* begin *

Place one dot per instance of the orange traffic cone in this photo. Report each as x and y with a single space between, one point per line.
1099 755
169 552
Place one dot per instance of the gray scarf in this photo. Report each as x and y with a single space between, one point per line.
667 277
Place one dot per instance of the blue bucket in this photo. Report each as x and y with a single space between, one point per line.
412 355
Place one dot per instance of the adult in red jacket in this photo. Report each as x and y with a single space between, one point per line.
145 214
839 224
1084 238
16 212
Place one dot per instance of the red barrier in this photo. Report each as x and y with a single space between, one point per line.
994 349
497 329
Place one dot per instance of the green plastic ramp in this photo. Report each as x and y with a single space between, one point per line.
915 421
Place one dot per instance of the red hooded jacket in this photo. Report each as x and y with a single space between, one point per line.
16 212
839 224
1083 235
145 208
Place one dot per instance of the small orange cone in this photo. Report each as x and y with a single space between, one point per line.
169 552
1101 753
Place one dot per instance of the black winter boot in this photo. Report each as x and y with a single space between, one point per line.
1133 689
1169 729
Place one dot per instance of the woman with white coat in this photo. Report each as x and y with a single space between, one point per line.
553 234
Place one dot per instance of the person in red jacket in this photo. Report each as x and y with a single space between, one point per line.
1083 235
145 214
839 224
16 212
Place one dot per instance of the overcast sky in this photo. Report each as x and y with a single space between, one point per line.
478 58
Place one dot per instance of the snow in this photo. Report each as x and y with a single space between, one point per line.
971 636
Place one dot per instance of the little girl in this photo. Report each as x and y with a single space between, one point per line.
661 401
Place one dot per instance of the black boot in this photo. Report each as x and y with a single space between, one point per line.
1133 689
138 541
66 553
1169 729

* end *

**THE TASK:** Lay out all of the material above as a CSV with two columns, text and answer. Each row should hold one piece of wording and the coordinates that follow it, each in a single double-quoted field with line breaks replaced by spaces.

**CORRECT OUTPUT:**
text,answer
"Place one dot per instance of the orange traffic cone in this photo. Report each as x and y with a single space between, one point per line.","1099 755 169 552"
"Place one dot per instance of the gray scarf in this photo. Report each as x and y with a single space between, one point per line.","667 277"
"Place one dot per instance of the blue bucket in this photo. Report each as x and y with a single space between, one point per line.","412 355"
"Place one dot per instance of the adult in red jacket in this photo. Report each as x and y with a single space between, one point per line.","145 214 839 224 1084 238 16 212"
"Place one dot per instance of the red barrier in this photo. Report each as x and y with a single space between, one point per line.","994 349 497 329"
"Place one dot per instance of the green plastic ramp in this photo. Report each as x and y with a single space between, one point per line.","915 421"
"Place one dot per instance of the red hooded jacket in this photo. Report each as x and y with a single space between, one point per line.","16 212 839 224 1083 235 145 208"
"Place one dot per instance of the small orange cone in this photo. Report each as x and y with a single space between, one point per line.","169 552 1101 753"
"Place one dot per instance of the black winter boot in this photo. Report each as x and y with a single space between, one point per line.","1133 689 1169 729"
"Place one dot per instance of the woman with white coat in this photo. Report each as x and y with a single space between, one point per line.","553 234"
"Place one dot per instance of the person in red jacket in this photo. Report each as x and y with a single space between, one point per line.","1083 235 145 214 839 224 16 212"
"Place one dot per instance of the overcast sky in this photo. Report each as x and y with a single space between, one point per line.","478 58"
"Place one dot per instance of the snow in this photo. Report each as x and y with a single space between, one point per line.","971 636"
"Place one dot per instance of the little girl in this photo. Report each as x and y with a single space between, one point per line.","661 401"
"Place one dot per instance of the black boot in this photo. Report each as x and y with a single space between, one point per line.","1133 689 138 541 66 553 1169 729"